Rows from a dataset
--- start ---
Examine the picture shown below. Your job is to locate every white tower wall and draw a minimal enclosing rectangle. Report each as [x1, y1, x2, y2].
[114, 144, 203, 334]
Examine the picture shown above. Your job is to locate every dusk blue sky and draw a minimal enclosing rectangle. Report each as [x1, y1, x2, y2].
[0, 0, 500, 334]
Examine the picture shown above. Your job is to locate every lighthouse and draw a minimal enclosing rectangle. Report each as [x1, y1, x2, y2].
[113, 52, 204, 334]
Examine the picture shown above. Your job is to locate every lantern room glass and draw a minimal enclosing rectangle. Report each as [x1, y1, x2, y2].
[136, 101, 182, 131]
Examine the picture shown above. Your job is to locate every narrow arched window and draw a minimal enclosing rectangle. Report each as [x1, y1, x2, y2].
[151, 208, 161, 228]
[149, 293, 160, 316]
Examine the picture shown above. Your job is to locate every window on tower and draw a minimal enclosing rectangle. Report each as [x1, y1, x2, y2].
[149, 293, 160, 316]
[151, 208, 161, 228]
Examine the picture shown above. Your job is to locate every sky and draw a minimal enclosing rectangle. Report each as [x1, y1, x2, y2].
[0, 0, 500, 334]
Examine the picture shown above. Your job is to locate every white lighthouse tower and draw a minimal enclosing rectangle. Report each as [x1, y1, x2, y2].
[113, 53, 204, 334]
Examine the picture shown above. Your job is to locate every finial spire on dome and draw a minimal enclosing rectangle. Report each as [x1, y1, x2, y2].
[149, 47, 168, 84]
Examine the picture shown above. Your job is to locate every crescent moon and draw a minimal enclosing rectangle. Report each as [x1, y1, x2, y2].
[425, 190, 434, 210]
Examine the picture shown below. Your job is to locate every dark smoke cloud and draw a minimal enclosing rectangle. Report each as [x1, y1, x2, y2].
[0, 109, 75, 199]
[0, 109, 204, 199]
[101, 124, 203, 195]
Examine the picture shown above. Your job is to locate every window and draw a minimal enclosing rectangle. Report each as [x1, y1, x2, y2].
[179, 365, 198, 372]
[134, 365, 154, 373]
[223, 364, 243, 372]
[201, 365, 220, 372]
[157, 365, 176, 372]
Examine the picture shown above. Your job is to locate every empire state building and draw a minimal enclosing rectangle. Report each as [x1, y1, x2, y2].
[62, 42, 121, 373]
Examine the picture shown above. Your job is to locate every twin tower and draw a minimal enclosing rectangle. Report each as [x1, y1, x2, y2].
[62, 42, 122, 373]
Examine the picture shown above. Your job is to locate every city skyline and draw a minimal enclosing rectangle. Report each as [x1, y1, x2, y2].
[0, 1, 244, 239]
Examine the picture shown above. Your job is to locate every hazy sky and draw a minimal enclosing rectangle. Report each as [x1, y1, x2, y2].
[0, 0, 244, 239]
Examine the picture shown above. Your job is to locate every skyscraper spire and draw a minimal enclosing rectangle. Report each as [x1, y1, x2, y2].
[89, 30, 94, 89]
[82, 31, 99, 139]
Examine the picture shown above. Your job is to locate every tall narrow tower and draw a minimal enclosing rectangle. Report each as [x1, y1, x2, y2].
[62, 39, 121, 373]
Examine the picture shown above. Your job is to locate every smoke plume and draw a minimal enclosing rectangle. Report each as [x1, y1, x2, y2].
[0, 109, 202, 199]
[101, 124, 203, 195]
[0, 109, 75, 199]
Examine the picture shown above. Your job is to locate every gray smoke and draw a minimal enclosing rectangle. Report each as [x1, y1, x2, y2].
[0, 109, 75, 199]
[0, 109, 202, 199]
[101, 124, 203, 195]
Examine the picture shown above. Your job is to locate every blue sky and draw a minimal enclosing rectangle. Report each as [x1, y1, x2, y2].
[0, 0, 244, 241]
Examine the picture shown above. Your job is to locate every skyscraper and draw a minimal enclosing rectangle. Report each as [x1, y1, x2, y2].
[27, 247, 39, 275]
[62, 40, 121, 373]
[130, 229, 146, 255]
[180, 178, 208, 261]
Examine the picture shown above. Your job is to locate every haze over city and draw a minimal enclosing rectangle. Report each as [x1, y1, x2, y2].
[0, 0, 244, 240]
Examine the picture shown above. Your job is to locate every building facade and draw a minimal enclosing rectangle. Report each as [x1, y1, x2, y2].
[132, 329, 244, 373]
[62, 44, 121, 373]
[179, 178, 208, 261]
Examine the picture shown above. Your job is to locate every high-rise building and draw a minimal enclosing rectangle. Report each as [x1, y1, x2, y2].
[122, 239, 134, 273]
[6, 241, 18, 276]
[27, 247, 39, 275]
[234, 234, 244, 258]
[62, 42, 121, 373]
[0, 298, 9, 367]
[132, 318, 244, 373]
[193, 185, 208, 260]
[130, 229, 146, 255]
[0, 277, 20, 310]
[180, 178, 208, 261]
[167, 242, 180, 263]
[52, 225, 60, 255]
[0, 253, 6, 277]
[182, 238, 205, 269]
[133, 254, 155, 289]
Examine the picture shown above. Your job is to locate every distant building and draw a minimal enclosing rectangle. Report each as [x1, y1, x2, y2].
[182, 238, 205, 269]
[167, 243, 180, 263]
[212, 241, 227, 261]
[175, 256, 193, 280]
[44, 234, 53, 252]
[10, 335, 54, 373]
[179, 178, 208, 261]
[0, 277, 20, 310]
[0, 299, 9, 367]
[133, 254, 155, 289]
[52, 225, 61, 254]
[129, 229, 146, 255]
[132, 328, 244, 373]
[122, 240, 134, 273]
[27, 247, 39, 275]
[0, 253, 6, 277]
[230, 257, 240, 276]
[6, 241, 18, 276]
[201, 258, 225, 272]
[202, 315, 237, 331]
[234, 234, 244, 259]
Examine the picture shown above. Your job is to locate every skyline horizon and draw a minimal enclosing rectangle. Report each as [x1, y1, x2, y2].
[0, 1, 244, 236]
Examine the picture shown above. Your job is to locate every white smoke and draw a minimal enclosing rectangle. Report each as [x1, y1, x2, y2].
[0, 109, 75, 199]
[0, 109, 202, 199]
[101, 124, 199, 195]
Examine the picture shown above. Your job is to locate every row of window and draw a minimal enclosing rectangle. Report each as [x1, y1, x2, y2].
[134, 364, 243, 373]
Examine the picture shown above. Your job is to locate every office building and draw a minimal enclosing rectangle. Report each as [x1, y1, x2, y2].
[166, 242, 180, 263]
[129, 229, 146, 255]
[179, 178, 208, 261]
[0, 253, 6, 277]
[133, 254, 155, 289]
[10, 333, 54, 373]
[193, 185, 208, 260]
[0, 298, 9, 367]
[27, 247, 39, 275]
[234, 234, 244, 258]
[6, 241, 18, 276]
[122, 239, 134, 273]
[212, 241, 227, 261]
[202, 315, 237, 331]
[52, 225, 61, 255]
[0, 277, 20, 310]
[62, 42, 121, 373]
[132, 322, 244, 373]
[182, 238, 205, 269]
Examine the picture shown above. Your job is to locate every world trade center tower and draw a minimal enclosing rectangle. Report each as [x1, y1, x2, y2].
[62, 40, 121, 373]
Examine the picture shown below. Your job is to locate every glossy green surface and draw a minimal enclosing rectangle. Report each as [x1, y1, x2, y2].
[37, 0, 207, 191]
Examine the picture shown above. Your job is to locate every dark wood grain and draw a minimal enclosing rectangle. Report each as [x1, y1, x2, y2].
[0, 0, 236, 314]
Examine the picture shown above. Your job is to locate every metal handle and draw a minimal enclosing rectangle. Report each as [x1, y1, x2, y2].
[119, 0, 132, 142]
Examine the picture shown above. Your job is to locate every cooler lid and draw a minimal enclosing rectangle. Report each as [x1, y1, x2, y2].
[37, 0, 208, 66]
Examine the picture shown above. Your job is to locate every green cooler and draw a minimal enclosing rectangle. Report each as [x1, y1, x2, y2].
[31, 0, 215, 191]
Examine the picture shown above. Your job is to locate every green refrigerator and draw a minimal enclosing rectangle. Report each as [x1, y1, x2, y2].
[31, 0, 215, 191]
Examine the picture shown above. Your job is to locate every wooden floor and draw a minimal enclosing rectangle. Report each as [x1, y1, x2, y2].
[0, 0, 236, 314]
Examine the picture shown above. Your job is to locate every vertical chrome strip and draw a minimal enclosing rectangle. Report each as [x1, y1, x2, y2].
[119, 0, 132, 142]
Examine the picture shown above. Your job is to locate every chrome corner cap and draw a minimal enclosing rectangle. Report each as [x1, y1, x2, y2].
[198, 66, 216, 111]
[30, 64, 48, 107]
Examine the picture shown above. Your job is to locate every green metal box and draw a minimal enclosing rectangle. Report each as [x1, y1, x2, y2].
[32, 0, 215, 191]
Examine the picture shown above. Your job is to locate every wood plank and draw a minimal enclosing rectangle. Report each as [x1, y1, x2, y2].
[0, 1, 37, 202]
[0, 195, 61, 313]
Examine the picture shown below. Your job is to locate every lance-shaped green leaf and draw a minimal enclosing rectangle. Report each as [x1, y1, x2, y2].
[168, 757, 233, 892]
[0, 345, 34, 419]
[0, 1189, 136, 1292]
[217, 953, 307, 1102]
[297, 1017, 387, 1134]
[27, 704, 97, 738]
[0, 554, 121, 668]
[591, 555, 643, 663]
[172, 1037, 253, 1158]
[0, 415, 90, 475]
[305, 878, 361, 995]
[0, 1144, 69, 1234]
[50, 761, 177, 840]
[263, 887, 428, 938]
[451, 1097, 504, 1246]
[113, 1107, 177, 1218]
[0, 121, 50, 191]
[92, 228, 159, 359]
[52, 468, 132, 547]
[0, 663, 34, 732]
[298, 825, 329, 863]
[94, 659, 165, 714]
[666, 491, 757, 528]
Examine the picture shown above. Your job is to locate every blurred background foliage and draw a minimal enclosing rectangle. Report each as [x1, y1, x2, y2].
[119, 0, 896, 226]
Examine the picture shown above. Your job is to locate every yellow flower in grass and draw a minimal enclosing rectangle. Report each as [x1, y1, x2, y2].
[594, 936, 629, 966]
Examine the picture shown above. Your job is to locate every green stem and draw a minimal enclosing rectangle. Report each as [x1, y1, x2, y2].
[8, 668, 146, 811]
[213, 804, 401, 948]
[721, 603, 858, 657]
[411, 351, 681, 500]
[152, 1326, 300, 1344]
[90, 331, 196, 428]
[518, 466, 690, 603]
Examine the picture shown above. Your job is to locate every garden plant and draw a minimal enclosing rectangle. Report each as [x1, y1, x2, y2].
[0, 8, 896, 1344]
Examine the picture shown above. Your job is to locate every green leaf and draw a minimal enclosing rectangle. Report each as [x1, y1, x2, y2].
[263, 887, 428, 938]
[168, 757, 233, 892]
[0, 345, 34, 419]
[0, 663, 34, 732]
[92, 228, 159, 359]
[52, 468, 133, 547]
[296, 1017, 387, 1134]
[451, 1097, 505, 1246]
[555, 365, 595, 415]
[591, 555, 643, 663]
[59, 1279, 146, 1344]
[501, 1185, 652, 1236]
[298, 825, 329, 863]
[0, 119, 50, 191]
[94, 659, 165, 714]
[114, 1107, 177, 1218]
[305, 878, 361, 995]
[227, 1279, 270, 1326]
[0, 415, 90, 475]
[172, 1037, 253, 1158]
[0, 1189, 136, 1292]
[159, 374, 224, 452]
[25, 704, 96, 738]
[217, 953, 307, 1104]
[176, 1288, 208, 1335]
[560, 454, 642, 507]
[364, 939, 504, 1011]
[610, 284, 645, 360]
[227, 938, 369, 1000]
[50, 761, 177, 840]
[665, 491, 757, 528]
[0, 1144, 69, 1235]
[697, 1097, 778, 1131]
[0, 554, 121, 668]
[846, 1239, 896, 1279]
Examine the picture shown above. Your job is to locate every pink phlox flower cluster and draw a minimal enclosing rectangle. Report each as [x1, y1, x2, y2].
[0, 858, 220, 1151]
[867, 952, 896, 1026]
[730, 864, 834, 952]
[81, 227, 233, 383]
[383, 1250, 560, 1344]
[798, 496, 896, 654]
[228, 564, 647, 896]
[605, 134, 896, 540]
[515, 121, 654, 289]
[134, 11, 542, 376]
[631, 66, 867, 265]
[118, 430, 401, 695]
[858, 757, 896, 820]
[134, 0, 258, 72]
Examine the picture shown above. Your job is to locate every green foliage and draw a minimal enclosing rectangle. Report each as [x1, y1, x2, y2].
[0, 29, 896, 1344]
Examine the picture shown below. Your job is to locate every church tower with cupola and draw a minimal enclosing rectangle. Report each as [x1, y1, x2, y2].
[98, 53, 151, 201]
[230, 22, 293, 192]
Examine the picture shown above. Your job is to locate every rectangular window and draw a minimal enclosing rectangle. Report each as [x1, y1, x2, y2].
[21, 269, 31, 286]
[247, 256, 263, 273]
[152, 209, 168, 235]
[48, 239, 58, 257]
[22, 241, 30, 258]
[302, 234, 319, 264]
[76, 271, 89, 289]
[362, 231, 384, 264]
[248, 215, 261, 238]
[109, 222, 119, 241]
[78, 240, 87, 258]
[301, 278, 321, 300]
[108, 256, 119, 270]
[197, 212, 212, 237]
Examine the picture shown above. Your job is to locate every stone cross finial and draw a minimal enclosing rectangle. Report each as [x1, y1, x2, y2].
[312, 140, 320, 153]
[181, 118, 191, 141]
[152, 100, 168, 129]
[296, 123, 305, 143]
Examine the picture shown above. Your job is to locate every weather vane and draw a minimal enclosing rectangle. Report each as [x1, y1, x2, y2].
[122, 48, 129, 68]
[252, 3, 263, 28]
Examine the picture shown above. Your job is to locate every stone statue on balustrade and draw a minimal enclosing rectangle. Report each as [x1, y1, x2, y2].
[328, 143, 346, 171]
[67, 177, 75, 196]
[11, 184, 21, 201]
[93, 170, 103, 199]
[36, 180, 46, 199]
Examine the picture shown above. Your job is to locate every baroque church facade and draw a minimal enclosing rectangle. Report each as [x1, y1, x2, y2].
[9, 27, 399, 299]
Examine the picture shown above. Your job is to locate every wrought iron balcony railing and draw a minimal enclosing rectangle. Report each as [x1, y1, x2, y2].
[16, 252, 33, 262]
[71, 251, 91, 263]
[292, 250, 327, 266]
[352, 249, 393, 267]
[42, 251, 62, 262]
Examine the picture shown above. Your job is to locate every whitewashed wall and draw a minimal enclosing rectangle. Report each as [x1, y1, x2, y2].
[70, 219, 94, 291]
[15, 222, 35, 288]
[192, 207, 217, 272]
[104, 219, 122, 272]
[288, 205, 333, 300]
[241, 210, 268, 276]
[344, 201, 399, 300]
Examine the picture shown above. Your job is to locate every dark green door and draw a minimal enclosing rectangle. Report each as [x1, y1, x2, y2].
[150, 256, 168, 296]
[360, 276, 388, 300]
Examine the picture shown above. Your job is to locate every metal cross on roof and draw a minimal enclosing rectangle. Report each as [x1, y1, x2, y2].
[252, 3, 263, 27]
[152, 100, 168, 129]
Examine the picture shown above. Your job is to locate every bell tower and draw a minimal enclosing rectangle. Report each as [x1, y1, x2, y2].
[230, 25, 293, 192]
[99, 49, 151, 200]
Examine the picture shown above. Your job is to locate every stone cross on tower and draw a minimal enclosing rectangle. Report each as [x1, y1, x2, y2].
--- end ---
Copy the rows above word for word, everything from the line containing "every green leaf" down to the line containing "[296, 1017, 387, 1134]", both of those lines included.

Examine the picture shown above. Your job is to locate every green leaf and draw a minimal enclosing rectangle. Report each as [x1, y1, x2, y2].
[263, 887, 428, 938]
[168, 757, 233, 892]
[0, 345, 34, 419]
[0, 663, 34, 732]
[92, 228, 159, 359]
[52, 468, 133, 547]
[296, 1017, 387, 1134]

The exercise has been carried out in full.